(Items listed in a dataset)
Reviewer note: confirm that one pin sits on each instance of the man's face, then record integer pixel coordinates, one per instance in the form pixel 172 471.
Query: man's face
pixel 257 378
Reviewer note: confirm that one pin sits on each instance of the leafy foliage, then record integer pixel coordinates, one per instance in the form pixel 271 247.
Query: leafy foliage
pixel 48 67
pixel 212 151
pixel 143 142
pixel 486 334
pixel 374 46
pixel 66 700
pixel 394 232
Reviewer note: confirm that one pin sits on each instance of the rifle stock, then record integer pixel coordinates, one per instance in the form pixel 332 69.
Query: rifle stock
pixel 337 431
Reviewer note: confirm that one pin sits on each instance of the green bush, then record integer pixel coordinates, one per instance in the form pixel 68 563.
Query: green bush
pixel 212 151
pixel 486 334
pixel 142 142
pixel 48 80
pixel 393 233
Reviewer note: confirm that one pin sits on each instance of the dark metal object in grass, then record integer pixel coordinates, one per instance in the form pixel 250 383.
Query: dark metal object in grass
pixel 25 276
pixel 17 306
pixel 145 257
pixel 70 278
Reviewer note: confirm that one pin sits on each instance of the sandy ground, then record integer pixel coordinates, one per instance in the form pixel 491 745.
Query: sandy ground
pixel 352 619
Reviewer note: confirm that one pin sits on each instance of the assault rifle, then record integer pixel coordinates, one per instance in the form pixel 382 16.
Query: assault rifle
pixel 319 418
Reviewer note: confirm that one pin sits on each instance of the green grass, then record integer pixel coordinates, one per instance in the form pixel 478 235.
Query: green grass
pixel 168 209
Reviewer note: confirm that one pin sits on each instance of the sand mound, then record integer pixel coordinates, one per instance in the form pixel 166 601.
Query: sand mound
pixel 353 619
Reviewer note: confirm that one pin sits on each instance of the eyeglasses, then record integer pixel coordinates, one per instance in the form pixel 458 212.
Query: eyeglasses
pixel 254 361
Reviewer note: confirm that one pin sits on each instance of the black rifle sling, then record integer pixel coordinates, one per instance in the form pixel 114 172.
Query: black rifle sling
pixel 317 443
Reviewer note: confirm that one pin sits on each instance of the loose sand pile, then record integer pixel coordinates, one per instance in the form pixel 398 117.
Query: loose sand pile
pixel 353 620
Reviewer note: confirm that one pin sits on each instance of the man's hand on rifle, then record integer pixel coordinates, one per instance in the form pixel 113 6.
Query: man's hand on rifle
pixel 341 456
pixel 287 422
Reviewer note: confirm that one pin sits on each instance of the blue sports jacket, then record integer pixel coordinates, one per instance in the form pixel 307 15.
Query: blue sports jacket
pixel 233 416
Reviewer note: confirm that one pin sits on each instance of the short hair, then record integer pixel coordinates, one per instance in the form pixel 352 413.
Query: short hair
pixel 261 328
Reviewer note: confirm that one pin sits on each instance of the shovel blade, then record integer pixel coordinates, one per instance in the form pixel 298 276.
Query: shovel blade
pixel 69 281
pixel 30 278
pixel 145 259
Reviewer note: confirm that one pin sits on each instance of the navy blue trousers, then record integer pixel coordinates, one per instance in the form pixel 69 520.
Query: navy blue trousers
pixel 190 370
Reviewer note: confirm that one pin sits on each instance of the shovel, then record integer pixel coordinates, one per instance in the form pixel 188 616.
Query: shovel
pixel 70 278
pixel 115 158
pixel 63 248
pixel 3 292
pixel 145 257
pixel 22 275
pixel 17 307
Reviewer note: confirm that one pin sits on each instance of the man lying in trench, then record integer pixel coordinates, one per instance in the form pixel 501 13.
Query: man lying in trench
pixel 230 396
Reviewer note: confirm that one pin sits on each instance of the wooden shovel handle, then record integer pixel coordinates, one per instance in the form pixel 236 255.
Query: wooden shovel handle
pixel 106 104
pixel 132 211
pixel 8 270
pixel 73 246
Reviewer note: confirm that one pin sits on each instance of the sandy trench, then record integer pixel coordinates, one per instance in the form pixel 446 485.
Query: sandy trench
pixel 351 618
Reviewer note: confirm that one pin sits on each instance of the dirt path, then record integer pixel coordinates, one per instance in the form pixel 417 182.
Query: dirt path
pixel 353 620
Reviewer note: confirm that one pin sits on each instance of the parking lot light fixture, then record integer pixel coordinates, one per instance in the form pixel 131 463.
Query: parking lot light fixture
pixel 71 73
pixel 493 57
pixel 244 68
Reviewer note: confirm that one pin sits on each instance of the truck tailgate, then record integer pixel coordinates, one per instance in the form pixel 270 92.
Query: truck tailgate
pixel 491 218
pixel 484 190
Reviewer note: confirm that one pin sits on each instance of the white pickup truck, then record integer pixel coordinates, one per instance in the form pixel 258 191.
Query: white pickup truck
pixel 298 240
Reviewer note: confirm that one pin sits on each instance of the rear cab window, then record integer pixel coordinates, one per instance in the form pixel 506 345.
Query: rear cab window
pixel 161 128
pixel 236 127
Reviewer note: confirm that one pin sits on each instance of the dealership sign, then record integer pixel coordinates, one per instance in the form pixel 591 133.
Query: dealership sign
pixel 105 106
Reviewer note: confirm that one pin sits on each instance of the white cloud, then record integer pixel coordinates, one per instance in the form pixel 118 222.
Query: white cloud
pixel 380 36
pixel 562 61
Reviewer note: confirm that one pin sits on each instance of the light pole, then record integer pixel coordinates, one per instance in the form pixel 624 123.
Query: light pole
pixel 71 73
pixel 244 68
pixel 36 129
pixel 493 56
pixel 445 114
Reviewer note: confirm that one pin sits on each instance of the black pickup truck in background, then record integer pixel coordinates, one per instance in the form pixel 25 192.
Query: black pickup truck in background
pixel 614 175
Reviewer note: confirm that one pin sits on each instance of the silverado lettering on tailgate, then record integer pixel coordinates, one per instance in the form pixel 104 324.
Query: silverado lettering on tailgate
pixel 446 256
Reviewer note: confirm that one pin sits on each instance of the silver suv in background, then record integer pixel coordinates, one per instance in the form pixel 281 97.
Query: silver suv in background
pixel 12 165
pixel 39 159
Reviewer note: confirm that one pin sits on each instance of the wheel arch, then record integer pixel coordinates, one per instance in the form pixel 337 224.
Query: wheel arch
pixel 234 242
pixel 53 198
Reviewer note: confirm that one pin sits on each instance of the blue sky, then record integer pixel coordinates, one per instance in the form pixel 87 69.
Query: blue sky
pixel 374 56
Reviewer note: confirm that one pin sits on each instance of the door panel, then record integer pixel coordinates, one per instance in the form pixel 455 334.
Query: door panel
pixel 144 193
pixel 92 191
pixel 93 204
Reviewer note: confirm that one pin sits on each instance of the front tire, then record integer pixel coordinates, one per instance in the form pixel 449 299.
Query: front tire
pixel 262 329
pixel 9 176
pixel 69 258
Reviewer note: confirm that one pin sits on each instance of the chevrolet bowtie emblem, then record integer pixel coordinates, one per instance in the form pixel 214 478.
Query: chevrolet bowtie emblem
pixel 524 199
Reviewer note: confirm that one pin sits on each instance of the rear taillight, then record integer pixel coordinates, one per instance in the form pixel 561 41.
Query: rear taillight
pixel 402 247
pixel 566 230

### Your task:
Each record above should be returned exactly as it appears.

### Task output:
Reviewer note: confirm that one pin sits on each instance of the man's face, then record integer pixel coordinates, one per instance in the form pixel 172 471.
Query: man's face
pixel 257 378
Reviewer note: confirm that one pin sits on each instance of the leafy foliage, then record integer pixel coordinates, one per instance in the form pixel 271 247.
Query: leafy foliage
pixel 48 67
pixel 212 151
pixel 143 142
pixel 486 334
pixel 374 46
pixel 66 700
pixel 394 232
Reviewer note: confirm that one pin sits on each instance of the rifle stock, then record integer pixel coordinates, one per instance in the form pixel 332 69.
Query: rifle stock
pixel 337 431
Reviewer note: confirm that one pin sits on each instance of the green bush, then record integer pixel coordinates, one per instance in the form pixel 68 563.
Query: green bush
pixel 212 151
pixel 486 334
pixel 142 142
pixel 48 80
pixel 393 233
Reviewer note: confirm that one pin sits on each instance of the dark metal object in grass, then record integer pixel coordinates, one per instance in the form pixel 250 383.
Query: dark metal object in grass
pixel 25 276
pixel 17 306
pixel 145 257
pixel 70 278
Reviewer note: confirm that one pin sits on each instance of the sandy ground, then record integer pixel coordinates, one per instance in the form pixel 491 745.
Query: sandy ground
pixel 352 619
Reviewer note: confirm that one pin sits on each instance of the assault rifle, then record integer pixel coordinates, one per instance in the form pixel 382 16.
Query: assault rifle
pixel 319 418
Reviewer note: confirm that one pin sits on each instance of the green grass, then record integer pixel coordinates, one per instance in the form pixel 478 235.
Query: green grass
pixel 168 209
Reviewer note: confirm that one pin sits on each instance of the sand mound, then record integer pixel coordinates, one per instance in the form pixel 166 601.
Query: sand mound
pixel 353 619
Reviewer note: confirm that one pin sits on each instance of the eyeglasses, then record integer pixel coordinates, one per instance in the form pixel 458 212.
Query: eyeglasses
pixel 254 361
Reviewer note: confirm that one pin sits on each instance of the black rifle sling, then record integer pixel coordinates, one per instance in the form pixel 114 172.
Query: black rifle sling
pixel 317 443
Reviewer note: confirm that one pin sits on each instance of the loose sand pile, then record integer pixel coordinates, one per instance in the form pixel 398 117.
Query: loose sand pile
pixel 353 620
Reviewer note: confirm that one pin sits on each instance of the man's hand on rifle, then record integer pixel coordinates, one per instance in the form pixel 113 6.
Query: man's hand on rifle
pixel 341 456
pixel 287 422
Reviewer note: confirm that one pin sits on each instance of the blue sports jacket, then record integer pixel coordinates, one per instance in the form pixel 307 15.
Query: blue sports jacket
pixel 233 416
Reviewer note: confirm that one pin sits on each instance of the short hair, then record integer pixel coordinates, one per instance in the form pixel 352 413.
Query: short hair
pixel 261 328
Reviewer note: confirm that one pin sits on each instance of the shovel blade, then record integer pixel coordinates, one per instance in the form pixel 298 276.
Query: shovel blade
pixel 69 281
pixel 30 278
pixel 145 259
Reviewer note: confirm that one pin sits on each instance of the navy blue trousers, then record integer pixel coordinates, one per instance in the form pixel 69 520.
Query: navy blue trousers
pixel 190 370
Reviewer note: confirm that one pin sits on each instance of the shovel, then record integer pixel coordinates, one per instance in the form pixel 188 616.
Query: shovel
pixel 70 278
pixel 115 158
pixel 63 248
pixel 3 292
pixel 145 257
pixel 22 275
pixel 17 307
Reviewer note: confirm that one pin sits on each instance of the man lying in trench, then record integer pixel coordinates, one per instance in the form pixel 501 13.
Query: man lying in trench
pixel 230 396
Reviewer note: confirm that one pin sits on each instance of the wooden shovel handle, then record integer pixel coordinates, one per instance in the form pixel 236 255.
Query: wooden shovel handle
pixel 106 104
pixel 132 211
pixel 8 270
pixel 73 246
Reviewer note: confirm that one pin sits on each instance of the sandy trench, then record integer pixel coordinates, one per instance in the form pixel 446 485.
Query: sandy trench
pixel 351 618
Reviewer note: confirm that one pin sits on each instance of the dirt path, then record integer pixel coordinates, one per instance in the form pixel 417 182.
Query: dirt path
pixel 353 620
Reviewer note: confirm that one pin sits on each instance of the parking lot light fixture, then record integer pixel coordinates, one per instance in the form pixel 131 463.
Query: parking lot light fixture
pixel 71 73
pixel 493 57
pixel 244 68
Reviewer note: confirm that one pin sits on each instance of the truck tailgate, then record integer pixel coordinates, one per instance in the form pixel 270 92.
Query: truck tailgate
pixel 491 218
pixel 484 190
Reviewer note: confirm that one pin sits on each instance of the white pickup truck, then record integer pixel coordinates, one per instance in the form pixel 258 191.
Query: white pickup truck
pixel 298 240
Reviewer note: confirm that one pin sits on each instance of the rear cab window, then record integer pixel coordinates, one per instance in the form pixel 506 345.
Query: rear cab window
pixel 161 128
pixel 236 127
Reviewer note: confirm that one pin sits on each instance of the dealership sign, then record integer pixel coordinates, one per instance in the form pixel 591 133.
Query: dealership sign
pixel 105 106
Reviewer note: confirm that one pin sits on each instance of the white cloud, then record integer pixel coordinates, one per instance in the form pixel 118 222.
Query: white cloud
pixel 380 36
pixel 562 61
Reviewer note: confirm that one pin sits on each instance of the light pole, then record integer pixel coordinates, one per instance in the form pixel 624 123.
Query: light pole
pixel 71 73
pixel 244 68
pixel 36 129
pixel 493 56
pixel 445 114
Reviewer note: confirm that one pin sits on each instance of the black pickup truck in background, then record integer pixel coordinates, one per instance in the form pixel 25 192.
Query: black pickup truck in background
pixel 614 175
Reviewer note: confirm that one pin sits on each instance of the silverado lettering on tailgate, then record integer pixel coordinates, one per instance in the form pixel 104 324.
Query: silverado lettering on tailgate
pixel 446 256
Reviewer note: confirm that one pin sits on each instance of the silver suv in background, then record integer pixel coordinates, one per instance in the form pixel 281 97.
Query: silver suv in background
pixel 12 165
pixel 39 159
Reviewer note: confirm that one pin sits on each instance of the wheel arch, then record integer pixel coordinates, one per instance in the form pixel 337 224.
Query: wheel arch
pixel 234 242
pixel 53 198
Reviewer note: confirm that one pin sits on each instance of the blue sky, then record integer pixel coordinates, one per instance in the form pixel 87 69.
Query: blue sky
pixel 374 56
Reviewer note: confirm that one pin sits on each instance of the door panel, then record integer pixel coordinates, one per instance in the form pixel 455 334.
Query: door panel
pixel 144 193
pixel 92 191
pixel 93 204
Reviewer note: confirm that one pin sits on each instance of the front tire, then record integer pixel coordinates, one per instance in the form pixel 449 299.
Query: front tire
pixel 262 329
pixel 9 176
pixel 69 258
Reviewer note: confirm that one pin sits on each instance of the chevrolet bowtie emblem, then record integer pixel coordinates, one per instance in the form pixel 214 478.
Query: chevrolet bowtie emblem
pixel 524 199
Reviewer note: confirm that one pin sits on each instance of the rear taillight, then record integer pixel coordinates, one per instance in the form pixel 561 41.
Query: rear taillight
pixel 402 247
pixel 566 230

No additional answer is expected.